- Brief
Return every line of the material below verbatim, without changing a word.
----
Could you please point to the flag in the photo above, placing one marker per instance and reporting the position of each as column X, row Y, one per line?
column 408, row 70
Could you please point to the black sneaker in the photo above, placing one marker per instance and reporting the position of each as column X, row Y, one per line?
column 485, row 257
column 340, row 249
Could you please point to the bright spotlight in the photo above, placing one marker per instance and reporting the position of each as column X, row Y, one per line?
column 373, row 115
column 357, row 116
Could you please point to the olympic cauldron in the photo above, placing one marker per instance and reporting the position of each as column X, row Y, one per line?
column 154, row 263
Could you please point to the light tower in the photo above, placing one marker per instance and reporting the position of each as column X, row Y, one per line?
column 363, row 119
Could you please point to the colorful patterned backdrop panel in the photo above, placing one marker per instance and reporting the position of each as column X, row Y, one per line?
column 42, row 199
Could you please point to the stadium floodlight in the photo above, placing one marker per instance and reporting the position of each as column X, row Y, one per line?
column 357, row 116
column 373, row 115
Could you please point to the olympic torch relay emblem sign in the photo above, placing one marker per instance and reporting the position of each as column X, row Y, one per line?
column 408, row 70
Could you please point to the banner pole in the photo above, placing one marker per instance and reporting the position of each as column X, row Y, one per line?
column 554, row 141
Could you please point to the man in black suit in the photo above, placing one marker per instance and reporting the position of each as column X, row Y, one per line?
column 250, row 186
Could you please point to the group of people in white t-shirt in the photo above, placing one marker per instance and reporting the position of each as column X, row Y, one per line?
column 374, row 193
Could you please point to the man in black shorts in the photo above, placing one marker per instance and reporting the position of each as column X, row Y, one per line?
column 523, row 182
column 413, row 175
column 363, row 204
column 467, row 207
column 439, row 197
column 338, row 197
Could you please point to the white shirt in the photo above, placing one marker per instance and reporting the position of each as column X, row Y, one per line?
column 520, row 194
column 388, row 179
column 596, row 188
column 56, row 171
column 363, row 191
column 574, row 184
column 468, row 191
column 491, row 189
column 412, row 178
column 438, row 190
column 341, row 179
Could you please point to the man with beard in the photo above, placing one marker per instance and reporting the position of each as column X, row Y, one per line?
----
- Solution
Could you please point to the flag in the photo above, placing one marker per instance and reporting the position of each as column X, row Y, one per line?
column 408, row 70
Could you please point to the black sneaker in the photo above, placing one marker per instance and reporting the position of each as column X, row Y, one per line?
column 485, row 257
column 340, row 249
Could you please point to the bright spotlight in the photo above, placing one marker per instance and reporting the position of each as column X, row Y, one per line?
column 373, row 115
column 357, row 116
Could you please point to the olympic cauldron in the photo above, placing one marker per instance and reporting the position of each as column X, row Y, one per line?
column 154, row 263
Could you please point to the light tower in the photo above, placing one marker per instance and reporting the position of each as column X, row Y, one per line?
column 363, row 119
Could you please point to the colorful patterned backdrop panel in the photo above, placing one marker per instance and reporting the position of each as column X, row Y, one per line?
column 42, row 199
Could you please point to the stadium floodlight in the photo above, placing one marker per instance and reporting the position of each as column X, row Y, one per line?
column 357, row 116
column 373, row 115
Could you please point to the olympic torch relay emblem sign in the photo above, placing one marker per instance and reporting the position of each as column X, row Y, one per line?
column 408, row 70
Could you please point to the banner pole in the photo above, placing one marker per instance and reporting the position of each as column X, row Y, one per line?
column 554, row 141
Could you please point to the man in black suit in the photo above, placing one marker per instance and reporting the position of each as column X, row Y, one per line?
column 250, row 186
Could you please point to the group of people in white t-shirt in the photo above, placing one marker per instance and reporting the position of each as column X, row Y, one per line?
column 374, row 193
Could you please point to the man in black shorts in the photo above, placing one marker per instance and reporting the position of each as column X, row Y, one per line?
column 523, row 182
column 413, row 175
column 363, row 204
column 467, row 207
column 439, row 197
column 338, row 197
Could you please point to the white shirt in the photo above, placing one marker per instance and reporting the position of each as column X, row Y, one per line?
column 520, row 194
column 388, row 179
column 596, row 188
column 56, row 171
column 363, row 191
column 574, row 184
column 468, row 191
column 491, row 189
column 412, row 178
column 438, row 190
column 341, row 179
Could you please point to the man with beard in the photo above, placing one marker per instance and reporting the position of each as column X, row Y, one per line?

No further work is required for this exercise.